• [Recorded data]:
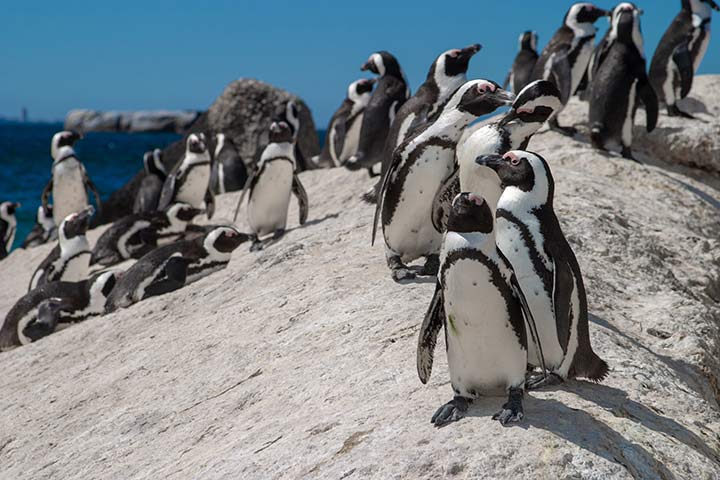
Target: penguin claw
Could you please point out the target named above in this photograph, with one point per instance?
(452, 411)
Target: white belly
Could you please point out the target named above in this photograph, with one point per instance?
(69, 194)
(269, 201)
(193, 189)
(510, 242)
(411, 233)
(484, 353)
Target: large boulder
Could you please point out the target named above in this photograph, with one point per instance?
(243, 112)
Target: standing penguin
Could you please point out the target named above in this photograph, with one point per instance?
(537, 102)
(175, 265)
(488, 352)
(447, 73)
(189, 180)
(8, 227)
(229, 173)
(148, 195)
(270, 187)
(343, 131)
(680, 52)
(70, 259)
(41, 311)
(69, 181)
(135, 235)
(44, 229)
(420, 165)
(525, 60)
(619, 82)
(564, 60)
(391, 93)
(529, 234)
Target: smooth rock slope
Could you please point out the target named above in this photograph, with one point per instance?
(299, 361)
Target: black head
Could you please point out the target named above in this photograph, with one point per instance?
(470, 213)
(534, 104)
(196, 143)
(480, 97)
(280, 132)
(76, 224)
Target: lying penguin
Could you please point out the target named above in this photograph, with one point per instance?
(172, 266)
(135, 235)
(39, 312)
(487, 353)
(70, 259)
(529, 234)
(270, 187)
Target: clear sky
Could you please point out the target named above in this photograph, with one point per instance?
(160, 54)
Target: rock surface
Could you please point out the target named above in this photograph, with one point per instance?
(143, 121)
(243, 112)
(299, 361)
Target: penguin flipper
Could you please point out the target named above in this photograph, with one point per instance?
(443, 200)
(303, 204)
(427, 339)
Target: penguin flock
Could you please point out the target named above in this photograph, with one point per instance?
(475, 203)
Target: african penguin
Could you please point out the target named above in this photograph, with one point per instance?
(44, 229)
(135, 235)
(487, 353)
(69, 180)
(420, 165)
(529, 234)
(70, 259)
(680, 52)
(229, 172)
(53, 306)
(172, 266)
(533, 106)
(524, 62)
(148, 195)
(8, 227)
(565, 58)
(189, 180)
(620, 81)
(447, 73)
(270, 188)
(343, 131)
(391, 92)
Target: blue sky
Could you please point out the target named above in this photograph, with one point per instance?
(180, 55)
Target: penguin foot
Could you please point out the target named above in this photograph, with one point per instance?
(539, 381)
(513, 410)
(452, 411)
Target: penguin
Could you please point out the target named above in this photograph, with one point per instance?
(148, 195)
(420, 165)
(343, 131)
(229, 172)
(487, 354)
(621, 81)
(8, 227)
(70, 259)
(135, 235)
(69, 181)
(680, 52)
(44, 229)
(270, 187)
(189, 180)
(529, 234)
(447, 73)
(565, 58)
(391, 92)
(519, 75)
(533, 106)
(172, 266)
(54, 305)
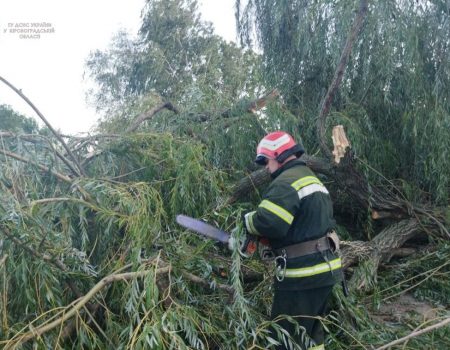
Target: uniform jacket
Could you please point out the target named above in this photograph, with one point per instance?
(297, 208)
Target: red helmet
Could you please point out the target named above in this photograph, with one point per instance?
(277, 145)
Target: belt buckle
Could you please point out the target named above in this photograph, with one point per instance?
(280, 265)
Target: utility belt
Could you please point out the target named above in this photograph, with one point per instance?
(329, 242)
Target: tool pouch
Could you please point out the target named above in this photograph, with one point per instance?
(333, 240)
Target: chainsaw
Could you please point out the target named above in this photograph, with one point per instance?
(248, 246)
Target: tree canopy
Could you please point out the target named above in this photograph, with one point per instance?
(90, 254)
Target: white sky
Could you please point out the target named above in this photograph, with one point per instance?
(49, 70)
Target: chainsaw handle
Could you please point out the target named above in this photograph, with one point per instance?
(250, 245)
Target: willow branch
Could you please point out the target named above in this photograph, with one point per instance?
(60, 176)
(149, 114)
(205, 283)
(69, 152)
(78, 304)
(415, 334)
(356, 28)
(31, 138)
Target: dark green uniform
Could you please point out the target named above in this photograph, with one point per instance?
(297, 208)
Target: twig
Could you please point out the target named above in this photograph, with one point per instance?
(149, 114)
(77, 305)
(415, 334)
(2, 261)
(42, 167)
(205, 283)
(356, 28)
(31, 138)
(69, 152)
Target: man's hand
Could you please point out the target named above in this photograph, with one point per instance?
(246, 243)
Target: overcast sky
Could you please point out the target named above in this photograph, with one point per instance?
(49, 69)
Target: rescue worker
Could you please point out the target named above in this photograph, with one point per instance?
(296, 217)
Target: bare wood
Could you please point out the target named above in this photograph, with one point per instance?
(149, 114)
(261, 102)
(415, 334)
(340, 143)
(31, 138)
(60, 176)
(255, 105)
(69, 152)
(326, 104)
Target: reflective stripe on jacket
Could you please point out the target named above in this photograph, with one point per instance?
(297, 208)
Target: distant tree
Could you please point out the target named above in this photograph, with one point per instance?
(176, 57)
(394, 98)
(10, 120)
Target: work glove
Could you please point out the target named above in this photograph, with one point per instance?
(246, 244)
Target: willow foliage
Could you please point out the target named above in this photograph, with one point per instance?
(394, 98)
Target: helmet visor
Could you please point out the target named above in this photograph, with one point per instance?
(261, 159)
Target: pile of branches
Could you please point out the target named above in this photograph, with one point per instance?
(90, 255)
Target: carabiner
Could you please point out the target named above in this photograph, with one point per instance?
(280, 264)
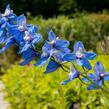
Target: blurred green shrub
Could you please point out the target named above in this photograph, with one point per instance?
(28, 88)
(89, 28)
(92, 29)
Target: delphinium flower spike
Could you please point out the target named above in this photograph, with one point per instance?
(18, 36)
(53, 51)
(72, 75)
(80, 56)
(7, 18)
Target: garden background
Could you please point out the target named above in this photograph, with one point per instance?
(27, 87)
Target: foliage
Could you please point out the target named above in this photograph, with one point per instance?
(27, 87)
(50, 8)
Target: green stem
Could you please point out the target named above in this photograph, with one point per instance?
(95, 84)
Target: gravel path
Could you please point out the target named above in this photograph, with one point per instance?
(3, 103)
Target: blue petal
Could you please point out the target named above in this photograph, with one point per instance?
(106, 77)
(60, 44)
(86, 64)
(92, 87)
(0, 15)
(7, 10)
(91, 76)
(98, 68)
(21, 20)
(9, 43)
(51, 36)
(47, 47)
(65, 82)
(37, 39)
(52, 66)
(79, 62)
(69, 57)
(24, 48)
(90, 55)
(73, 74)
(78, 45)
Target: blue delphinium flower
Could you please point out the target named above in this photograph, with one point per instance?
(3, 31)
(47, 54)
(7, 18)
(8, 15)
(53, 49)
(80, 56)
(20, 38)
(98, 77)
(72, 75)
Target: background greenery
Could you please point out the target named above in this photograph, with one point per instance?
(85, 20)
(29, 88)
(50, 8)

• [Task statement]: Set down the records above exactly as written, beginning with the first line and ending with the line that contains "Target: standing penguin", and do not include pictures.

• [Exercise response]:
Target: penguin claw
Could you please point out the target named above in this photograph, with one point per instance?
(452, 411)
Target: white belly
Could you please point out the target named above in this photograph, with one point per instance?
(69, 194)
(269, 201)
(193, 189)
(510, 242)
(411, 233)
(484, 353)
Target: large boulder
Could you please point out the target named above in this photograph, with one point per instance?
(243, 112)
Target: standing penguin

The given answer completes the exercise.